- **SUPPLIED PASSAGE**:

With each class, we progressed. Our class of once-wobbly beginners was now confident enough to tackle tricky poses like crow and wheel. Tina walked the tightrope perfectly, encouraging us to branch out without pressuring us to go beyond our comfort-level. Always, I’d feel sore the next day, which is how I validated the experience--at least physically. Mentally, I felt healthier, too. Less stressed, I found focus on a daily basis and slept better at night. A cynic at heart, I hadn’t anticipated yoga’s calming effects, but I embraced them.




Sun Light Yoga

After the beginner’s series ended, I started attending Saturday morning sessions. At 8 am. Which required me to roll out of my South Philly bed at 7 o’clock in the morning. As if waking at that ungodly hour on the weekend wasn’t proof enough of my dedication, I also bought my own mat instead of relying on the ones provided by the studio. Since I intended to continue practicing, there was no reason to lay my forehead on a mat where someone’s sweaty bare feet had possibly been hours before.

Every session at Wake Up continues to be challenging and revitalizing. You can practically taste the positive energy flowing through Wake Up Yoga’s studio and risk being blinded by the beaming grins of your classmates after the final ‘Om… Namaste.’

It’s that good.

- **WORK INSTRUCTIONS**:
[1] From the yoga passage, list every mental or emotional change the narrator reports experiencing as a result of the classes.
[2] Extend the yoga passage with the paragraph that would naturally follow "It’s that good."

- **LISTING**:
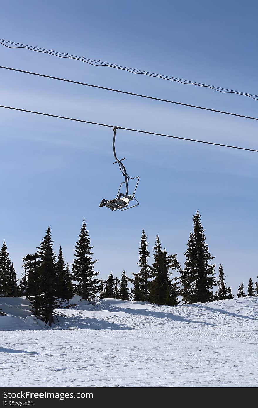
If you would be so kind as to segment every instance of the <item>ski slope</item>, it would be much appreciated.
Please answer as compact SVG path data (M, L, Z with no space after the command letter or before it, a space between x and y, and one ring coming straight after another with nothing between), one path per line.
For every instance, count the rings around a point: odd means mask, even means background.
M177 306L101 299L57 309L0 298L0 377L11 387L257 387L258 297Z

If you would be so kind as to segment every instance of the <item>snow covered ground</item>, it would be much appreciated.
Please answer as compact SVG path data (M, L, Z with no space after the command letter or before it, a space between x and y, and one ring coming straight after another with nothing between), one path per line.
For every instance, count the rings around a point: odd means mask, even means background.
M257 386L258 297L79 302L51 329L26 298L0 298L0 308L2 386Z

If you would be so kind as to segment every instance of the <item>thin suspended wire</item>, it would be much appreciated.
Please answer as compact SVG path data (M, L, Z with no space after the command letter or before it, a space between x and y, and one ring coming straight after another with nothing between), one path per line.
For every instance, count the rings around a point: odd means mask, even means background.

- **EXPECTED OUTPUTS**:
[1]
- Feeling healthier mentally
- Feeling less stressed
- Finding focus on a daily basis
- Sleeping better at night
- Experiencing calming effects

[2]
On the occasions--and there were several--where I overslept after an overly celebratory happy hour the night before, I dropped in to other area yoga studios that held beginner/intermediate-level classes later in the day. This is how Sun Light Yoga entered the picture. Exactly one block from my house in South Philadelphia, Sun Light offered complete convenience. But it didn’t offer vinyasa yoga, where poses flow from one to the next in conjunction with the breath. Instead, I took a hatha yoga class, which is the pure and traditional form of yoga.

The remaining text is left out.